- To be done -
Please copy out the records below word for word, everything from the line that contains "Pick out the side" down to the line that contains "<point>16,116</point>", both of those lines included.

- Extracted data -
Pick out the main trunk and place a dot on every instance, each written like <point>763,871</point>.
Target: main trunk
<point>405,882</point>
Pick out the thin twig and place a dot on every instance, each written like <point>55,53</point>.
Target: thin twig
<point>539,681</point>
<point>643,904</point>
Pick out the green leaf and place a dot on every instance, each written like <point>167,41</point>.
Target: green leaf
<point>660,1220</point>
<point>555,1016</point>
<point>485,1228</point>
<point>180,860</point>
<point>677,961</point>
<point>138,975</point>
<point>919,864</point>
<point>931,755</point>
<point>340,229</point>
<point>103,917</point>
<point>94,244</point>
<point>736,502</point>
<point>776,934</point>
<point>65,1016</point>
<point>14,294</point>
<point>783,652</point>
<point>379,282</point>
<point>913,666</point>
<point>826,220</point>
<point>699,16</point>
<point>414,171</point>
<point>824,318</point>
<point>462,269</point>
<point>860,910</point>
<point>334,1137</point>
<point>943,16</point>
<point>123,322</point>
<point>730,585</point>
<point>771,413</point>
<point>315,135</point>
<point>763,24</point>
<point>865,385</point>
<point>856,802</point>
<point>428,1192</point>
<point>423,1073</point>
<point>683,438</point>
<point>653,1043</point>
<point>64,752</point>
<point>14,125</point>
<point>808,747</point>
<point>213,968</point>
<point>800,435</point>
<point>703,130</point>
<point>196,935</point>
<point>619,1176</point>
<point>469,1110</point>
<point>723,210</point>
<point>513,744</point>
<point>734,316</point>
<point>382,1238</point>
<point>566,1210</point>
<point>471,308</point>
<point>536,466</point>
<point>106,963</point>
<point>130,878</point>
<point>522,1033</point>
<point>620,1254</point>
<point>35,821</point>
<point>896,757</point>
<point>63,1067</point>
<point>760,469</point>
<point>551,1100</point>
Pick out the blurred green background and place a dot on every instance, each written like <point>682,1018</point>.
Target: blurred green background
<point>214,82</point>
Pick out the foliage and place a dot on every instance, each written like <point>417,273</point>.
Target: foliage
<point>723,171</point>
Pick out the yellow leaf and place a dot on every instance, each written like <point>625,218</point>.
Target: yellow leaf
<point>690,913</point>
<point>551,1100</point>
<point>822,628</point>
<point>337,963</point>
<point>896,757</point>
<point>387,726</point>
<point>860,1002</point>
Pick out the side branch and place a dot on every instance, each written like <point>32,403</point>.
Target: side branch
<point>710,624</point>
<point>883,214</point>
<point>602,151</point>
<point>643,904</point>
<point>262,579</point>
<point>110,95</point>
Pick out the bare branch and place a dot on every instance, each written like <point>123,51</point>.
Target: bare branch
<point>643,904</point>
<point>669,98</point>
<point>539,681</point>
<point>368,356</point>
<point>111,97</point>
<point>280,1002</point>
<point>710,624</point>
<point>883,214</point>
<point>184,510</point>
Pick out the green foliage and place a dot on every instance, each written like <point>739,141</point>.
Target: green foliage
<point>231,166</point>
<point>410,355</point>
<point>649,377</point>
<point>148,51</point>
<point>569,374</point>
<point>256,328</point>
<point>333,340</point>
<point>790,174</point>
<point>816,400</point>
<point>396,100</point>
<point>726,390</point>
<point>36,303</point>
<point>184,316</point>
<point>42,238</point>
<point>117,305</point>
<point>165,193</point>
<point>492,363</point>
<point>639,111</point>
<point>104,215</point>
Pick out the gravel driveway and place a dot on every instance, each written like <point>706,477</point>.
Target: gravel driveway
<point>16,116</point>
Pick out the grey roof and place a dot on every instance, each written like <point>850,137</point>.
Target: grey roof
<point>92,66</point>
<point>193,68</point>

- Task response -
Pick out the side branch and place a dot on every instance, each written like <point>32,403</point>.
Target: side branch
<point>710,624</point>
<point>883,214</point>
<point>602,151</point>
<point>643,904</point>
<point>262,579</point>
<point>110,95</point>
Pick out the bare branch and place a dot on every instance, each written like <point>123,51</point>.
Target: bare branch
<point>643,904</point>
<point>669,98</point>
<point>539,681</point>
<point>368,356</point>
<point>111,97</point>
<point>280,1002</point>
<point>710,624</point>
<point>883,214</point>
<point>184,510</point>
Pick out the green foliage and place a dot on every instance, each written like <point>739,141</point>.
Target: green foliage
<point>231,166</point>
<point>410,355</point>
<point>649,377</point>
<point>148,51</point>
<point>569,374</point>
<point>256,328</point>
<point>333,340</point>
<point>790,174</point>
<point>816,400</point>
<point>396,100</point>
<point>726,390</point>
<point>36,303</point>
<point>184,316</point>
<point>42,238</point>
<point>117,305</point>
<point>165,193</point>
<point>492,363</point>
<point>639,111</point>
<point>104,215</point>
Pick out the gravel driveway and place a dot on every instance, each written like <point>706,477</point>.
Target: gravel driveway
<point>16,116</point>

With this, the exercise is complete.